╭──

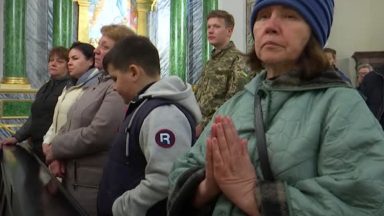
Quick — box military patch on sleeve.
[155,129,176,148]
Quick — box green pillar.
[2,0,28,84]
[202,0,218,61]
[169,0,187,80]
[53,0,73,47]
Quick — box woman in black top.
[1,47,68,161]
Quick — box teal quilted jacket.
[168,72,384,216]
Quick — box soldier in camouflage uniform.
[195,10,249,133]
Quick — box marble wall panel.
[25,0,49,88]
[0,0,4,80]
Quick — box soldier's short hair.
[207,10,235,29]
[248,35,329,80]
[100,24,136,42]
[104,35,160,77]
[48,46,69,62]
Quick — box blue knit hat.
[250,0,334,47]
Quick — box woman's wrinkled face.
[48,55,68,79]
[68,48,93,79]
[253,5,311,66]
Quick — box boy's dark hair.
[105,36,160,76]
[69,42,95,69]
[207,10,235,29]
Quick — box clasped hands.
[194,116,259,215]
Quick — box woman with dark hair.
[44,25,134,215]
[43,42,99,150]
[168,0,384,216]
[1,47,68,161]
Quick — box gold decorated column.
[136,0,153,36]
[75,0,90,43]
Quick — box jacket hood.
[245,70,352,93]
[139,76,201,122]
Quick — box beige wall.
[0,1,4,79]
[327,0,384,84]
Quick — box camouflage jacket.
[195,41,249,127]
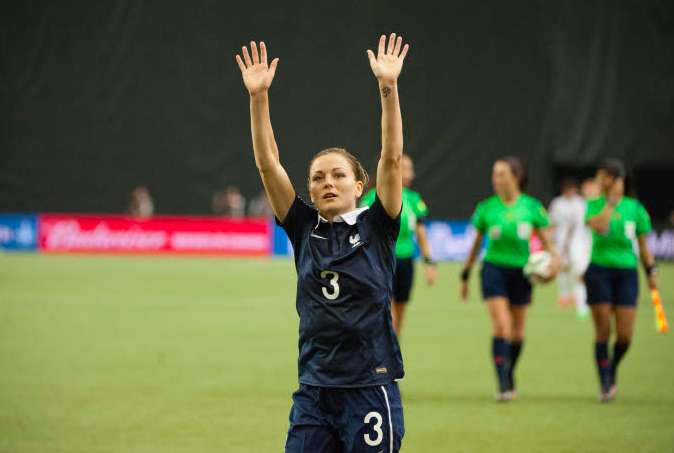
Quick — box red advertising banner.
[38,214,272,255]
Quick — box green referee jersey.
[360,187,428,258]
[471,194,550,267]
[585,195,651,269]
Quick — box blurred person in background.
[461,157,560,401]
[585,159,657,402]
[549,178,592,319]
[580,178,601,201]
[211,186,246,219]
[361,154,437,336]
[128,186,154,219]
[248,189,274,218]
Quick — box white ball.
[524,250,552,281]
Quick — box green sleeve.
[533,200,550,228]
[411,192,428,220]
[585,198,604,222]
[360,189,377,208]
[470,202,487,233]
[637,201,653,236]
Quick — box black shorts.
[285,382,405,453]
[393,258,414,304]
[480,262,531,305]
[585,264,639,307]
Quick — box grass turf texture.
[0,254,674,453]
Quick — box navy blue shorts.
[393,258,414,304]
[285,382,405,453]
[480,261,531,305]
[585,264,639,307]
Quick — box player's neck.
[498,189,522,204]
[319,205,357,223]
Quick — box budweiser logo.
[44,220,168,251]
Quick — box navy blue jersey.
[277,192,403,387]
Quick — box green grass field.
[0,254,674,453]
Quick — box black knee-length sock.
[611,341,630,384]
[508,341,523,390]
[594,341,611,392]
[491,337,510,392]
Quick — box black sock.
[611,341,630,384]
[594,341,611,392]
[508,341,522,390]
[491,337,510,392]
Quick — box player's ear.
[356,181,365,198]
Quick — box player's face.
[400,155,416,187]
[595,170,615,192]
[491,161,517,194]
[309,153,363,218]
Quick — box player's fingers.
[250,41,260,64]
[260,41,267,66]
[400,44,410,60]
[367,49,377,67]
[393,36,403,57]
[269,58,278,79]
[386,33,396,55]
[241,46,253,68]
[377,35,386,58]
[236,54,246,72]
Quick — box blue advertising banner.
[425,220,475,261]
[0,214,37,252]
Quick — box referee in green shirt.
[585,159,657,402]
[461,157,559,401]
[360,154,436,336]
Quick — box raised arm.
[587,178,625,234]
[236,41,295,221]
[367,33,409,218]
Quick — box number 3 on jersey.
[321,271,339,300]
[363,411,384,447]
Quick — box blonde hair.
[309,148,370,187]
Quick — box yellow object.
[651,288,669,333]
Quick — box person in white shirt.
[549,179,592,319]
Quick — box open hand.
[424,264,438,286]
[367,33,410,84]
[236,41,278,96]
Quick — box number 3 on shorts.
[321,271,339,300]
[363,411,384,447]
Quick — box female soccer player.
[549,178,592,319]
[236,34,409,453]
[585,159,657,402]
[461,157,559,401]
[361,154,437,337]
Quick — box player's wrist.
[644,263,658,277]
[422,256,438,266]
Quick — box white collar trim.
[314,206,369,229]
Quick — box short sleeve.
[410,193,428,220]
[275,195,318,250]
[368,193,402,243]
[532,200,550,228]
[585,198,604,222]
[470,202,487,233]
[360,189,377,207]
[637,201,653,235]
[549,198,562,225]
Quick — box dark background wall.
[0,0,674,217]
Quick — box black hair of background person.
[0,0,674,218]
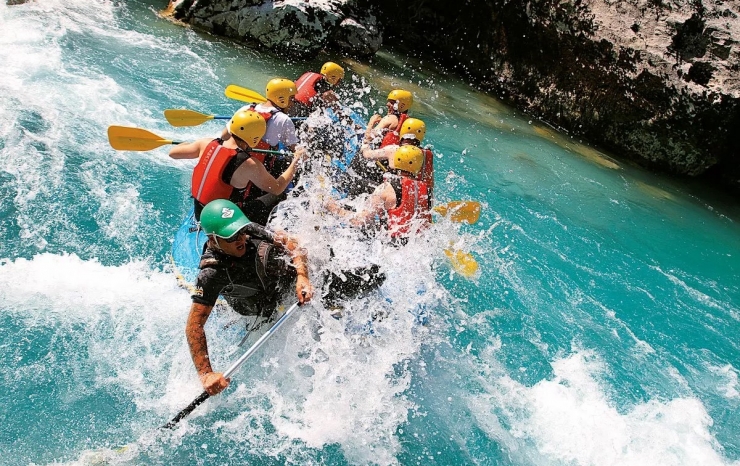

╰──

--- What is being asked ---
Render all of the material above as a JSON list of strings, one per line, with blank lines and the pictures left out.

--- Reply ---
[
  "Quick — box military patch on sleeve.",
  "[155,129,176,148]",
  "Quick — box green pillar.",
  "[2,0,28,84]",
  "[202,0,218,61]",
  "[169,0,187,80]",
  "[53,0,73,47]",
  "Quick — box woman in black top.",
  "[1,47,68,161]",
  "Quick — box teal quilted jacket.",
  "[168,72,384,216]",
  "Quick — box soldier in camouflage uniform.",
  "[195,10,249,133]",
  "Quick — box marble wall panel.",
  "[25,0,49,88]",
  "[0,0,4,80]",
  "Quick — box soldier's short hair.",
  "[207,10,235,29]",
  "[248,35,329,80]",
  "[100,24,136,42]",
  "[104,35,160,77]",
  "[48,46,69,62]",
  "Quick — box blue knit hat.",
  "[250,0,334,47]",
  "Quick — box woman's wrinkled face.",
  "[48,55,68,79]",
  "[68,48,93,79]",
  "[253,5,311,66]",
  "Quick — box boy's dark hair.",
  "[105,36,160,76]",
  "[69,42,95,69]",
  "[207,10,235,29]",
  "Quick — box clasped hands.",
  "[194,116,259,215]",
  "Quick — box woman with dark hair.",
  "[44,25,134,215]",
  "[43,42,99,150]",
  "[168,0,384,216]",
  "[1,47,68,161]",
  "Quick — box gold decorated column.",
  "[136,0,153,36]",
  "[75,0,90,43]",
  "Quick — box jacket hood.",
  "[245,70,352,93]",
  "[139,76,201,122]",
  "Quick — box beige wall.",
  "[0,1,4,79]",
  "[327,0,384,84]",
  "Quick — box camouflage jacket.",
  "[195,41,249,127]",
  "Quick — box red advertising banner.",
  "[38,214,272,255]",
  "Quick — box green referee jersey.",
  "[360,187,428,258]",
  "[471,194,550,267]",
  "[585,195,651,269]",
  "Quick — box blurred person in background.",
  "[461,157,560,401]",
  "[585,159,657,402]",
  "[549,178,592,319]",
  "[580,178,601,201]",
  "[211,186,246,219]",
  "[361,154,437,336]",
  "[128,186,154,219]",
  "[248,189,274,218]",
  "Quick — box white ball.",
  "[524,250,552,281]",
  "Quick — box green sleeve.",
  "[533,200,550,228]",
  "[411,192,428,220]",
  "[585,198,604,222]",
  "[360,189,377,208]",
  "[470,202,487,233]",
  "[637,201,653,236]",
  "Quick — box black shorts.",
  "[285,382,405,453]",
  "[393,258,414,304]",
  "[480,262,531,305]",
  "[585,264,639,307]",
  "Quick — box grass turf texture.",
  "[0,254,674,453]",
  "Quick — box navy blue shorts.",
  "[393,258,414,304]",
  "[285,382,405,453]",
  "[480,261,531,305]",
  "[585,264,639,307]",
  "Quick — box player's neck.",
  "[498,189,522,204]",
  "[319,205,357,223]",
  "Quick — box budweiser logo.",
  "[44,220,168,251]",
  "Quick — box navy blue jersey.",
  "[277,192,403,387]",
  "Quick — box green grass field.",
  "[0,254,674,453]",
  "Quick — box black knee-length sock.",
  "[611,341,630,384]",
  "[508,341,523,390]",
  "[594,341,611,392]",
  "[491,337,510,392]",
  "Quick — box black sock.",
  "[611,341,630,384]",
  "[594,341,611,392]",
  "[508,341,522,390]",
  "[491,337,510,392]",
  "Quick — box player's ear.",
  "[356,181,365,198]",
  "Quick — box player's face.",
  "[400,155,416,187]",
  "[595,170,615,192]",
  "[491,161,517,194]",
  "[309,153,363,218]",
  "Quick — box player's fingers.",
  "[250,41,260,64]",
  "[260,41,267,66]",
  "[400,44,410,60]",
  "[367,49,377,67]",
  "[393,36,403,57]",
  "[269,58,278,79]",
  "[386,33,396,55]",
  "[241,46,253,68]",
  "[377,35,386,58]",
  "[236,54,246,72]",
  "Quick — box blue advertising banner.",
  "[425,220,475,261]",
  "[0,214,37,252]",
  "Quick — box referee in green shirt.",
  "[585,159,657,402]",
  "[461,157,559,401]",
  "[360,154,436,336]",
  "Quick — box raised arm.",
  "[587,178,625,234]",
  "[236,41,295,221]",
  "[367,33,409,218]",
  "Quick — box number 3 on jersey.",
  "[321,271,339,300]",
  "[363,411,384,447]",
  "Quick — box blonde hair.",
  "[309,148,370,187]",
  "Quick — box yellow object.",
  "[651,288,669,333]",
  "Quick — box person in white shirt.",
  "[549,179,592,319]",
  "Quick — box open hand.",
  "[424,264,438,286]",
  "[367,33,410,84]",
  "[236,41,278,96]",
  "Quick — box number 3 on shorts.",
  "[321,271,339,300]",
  "[363,411,384,447]",
  "Quick — box female soccer player.",
  "[549,178,592,319]",
  "[236,34,409,453]",
  "[585,159,657,402]",
  "[461,157,559,401]",
  "[361,154,437,337]",
  "Quick — box player's wrist.",
  "[644,263,658,277]",
  "[422,256,438,266]",
  "Quick — box white collar trim.",
  "[314,206,369,229]",
  "Quick — box short sleeve.",
  "[410,193,428,220]",
  "[275,195,318,250]",
  "[368,193,402,243]",
  "[532,200,550,228]",
  "[585,198,604,222]",
  "[470,202,487,233]",
  "[360,189,377,207]",
  "[637,201,653,235]",
  "[549,198,562,225]",
  "Quick — box dark background wall.",
  "[0,0,674,217]",
  "Quick — box black hair of background person.",
  "[0,0,674,218]"
]